Problem description -
Reproduce word for word the lines of the items from the line containing "Give the mask of every instance of the dirt" through the last line of the items, including both ends.

(Segmentation labeling items)

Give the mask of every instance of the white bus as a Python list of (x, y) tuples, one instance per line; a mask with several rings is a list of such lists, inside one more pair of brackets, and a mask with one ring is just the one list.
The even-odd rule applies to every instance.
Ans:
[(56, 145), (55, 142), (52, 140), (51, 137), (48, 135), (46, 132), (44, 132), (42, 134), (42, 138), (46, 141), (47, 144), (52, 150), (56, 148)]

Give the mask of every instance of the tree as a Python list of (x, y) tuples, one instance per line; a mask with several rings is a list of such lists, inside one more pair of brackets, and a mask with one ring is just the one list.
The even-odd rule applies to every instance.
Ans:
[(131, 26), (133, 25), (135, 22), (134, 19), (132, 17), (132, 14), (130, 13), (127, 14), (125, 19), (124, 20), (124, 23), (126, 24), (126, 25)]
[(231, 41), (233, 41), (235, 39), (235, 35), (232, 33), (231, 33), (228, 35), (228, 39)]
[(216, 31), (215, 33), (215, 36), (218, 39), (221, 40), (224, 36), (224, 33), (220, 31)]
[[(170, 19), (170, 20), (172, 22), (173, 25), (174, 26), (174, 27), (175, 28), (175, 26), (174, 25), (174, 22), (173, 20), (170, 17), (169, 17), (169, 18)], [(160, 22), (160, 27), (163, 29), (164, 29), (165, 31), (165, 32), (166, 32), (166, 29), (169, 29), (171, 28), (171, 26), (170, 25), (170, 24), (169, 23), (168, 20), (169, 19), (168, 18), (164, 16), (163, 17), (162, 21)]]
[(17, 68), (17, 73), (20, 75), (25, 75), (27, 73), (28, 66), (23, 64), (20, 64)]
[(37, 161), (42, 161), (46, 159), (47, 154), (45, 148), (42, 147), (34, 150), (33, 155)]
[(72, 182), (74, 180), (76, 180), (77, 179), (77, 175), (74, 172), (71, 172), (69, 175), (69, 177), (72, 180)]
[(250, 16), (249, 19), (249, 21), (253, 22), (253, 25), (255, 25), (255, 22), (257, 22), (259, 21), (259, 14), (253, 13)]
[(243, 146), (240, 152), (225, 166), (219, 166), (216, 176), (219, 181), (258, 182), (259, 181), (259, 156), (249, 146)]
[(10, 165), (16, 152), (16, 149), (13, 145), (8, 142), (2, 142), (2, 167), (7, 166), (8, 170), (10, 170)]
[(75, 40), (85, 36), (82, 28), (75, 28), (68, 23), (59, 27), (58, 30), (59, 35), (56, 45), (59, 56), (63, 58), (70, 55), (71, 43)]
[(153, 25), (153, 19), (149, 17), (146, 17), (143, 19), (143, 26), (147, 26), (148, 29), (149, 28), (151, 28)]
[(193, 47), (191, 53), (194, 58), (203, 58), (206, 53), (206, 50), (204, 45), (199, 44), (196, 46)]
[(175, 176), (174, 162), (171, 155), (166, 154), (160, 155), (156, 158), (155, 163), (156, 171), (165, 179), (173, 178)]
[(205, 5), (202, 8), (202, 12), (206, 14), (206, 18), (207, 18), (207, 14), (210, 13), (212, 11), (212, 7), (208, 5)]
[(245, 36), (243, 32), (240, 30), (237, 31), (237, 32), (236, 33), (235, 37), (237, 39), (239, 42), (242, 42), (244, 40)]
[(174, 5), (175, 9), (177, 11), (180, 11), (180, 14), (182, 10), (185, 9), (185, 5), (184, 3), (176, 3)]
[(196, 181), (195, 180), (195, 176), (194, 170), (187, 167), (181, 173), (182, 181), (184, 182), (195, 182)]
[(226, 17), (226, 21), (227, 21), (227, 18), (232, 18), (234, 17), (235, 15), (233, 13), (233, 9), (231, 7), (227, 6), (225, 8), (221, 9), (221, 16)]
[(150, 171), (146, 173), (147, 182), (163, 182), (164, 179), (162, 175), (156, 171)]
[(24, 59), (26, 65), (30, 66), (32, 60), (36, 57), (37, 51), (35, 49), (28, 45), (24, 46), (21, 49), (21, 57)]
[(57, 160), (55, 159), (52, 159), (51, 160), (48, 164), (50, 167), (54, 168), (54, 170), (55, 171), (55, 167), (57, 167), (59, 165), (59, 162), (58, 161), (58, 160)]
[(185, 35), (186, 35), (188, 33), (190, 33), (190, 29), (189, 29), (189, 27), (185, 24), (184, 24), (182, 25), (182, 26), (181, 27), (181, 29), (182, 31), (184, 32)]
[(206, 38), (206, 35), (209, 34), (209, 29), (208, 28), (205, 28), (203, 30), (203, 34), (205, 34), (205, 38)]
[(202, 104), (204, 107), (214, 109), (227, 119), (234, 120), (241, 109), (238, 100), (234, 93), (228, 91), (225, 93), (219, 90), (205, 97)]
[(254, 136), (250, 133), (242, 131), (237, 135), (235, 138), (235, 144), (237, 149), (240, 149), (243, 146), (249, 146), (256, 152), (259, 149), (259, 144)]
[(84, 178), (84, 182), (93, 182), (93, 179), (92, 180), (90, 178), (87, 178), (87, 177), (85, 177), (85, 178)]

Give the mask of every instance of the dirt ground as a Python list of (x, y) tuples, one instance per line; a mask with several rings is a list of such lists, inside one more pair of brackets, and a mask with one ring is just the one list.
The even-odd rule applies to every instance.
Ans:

Complete response -
Give the mask of every instance of the dirt ground as a Python list of (x, y) tuples, one instance per line; a mask with several rings is a list of such lists, inside one more pair of brackets, and a mask with one ring is just the one list.
The even-odd rule applies to every instance.
Ans:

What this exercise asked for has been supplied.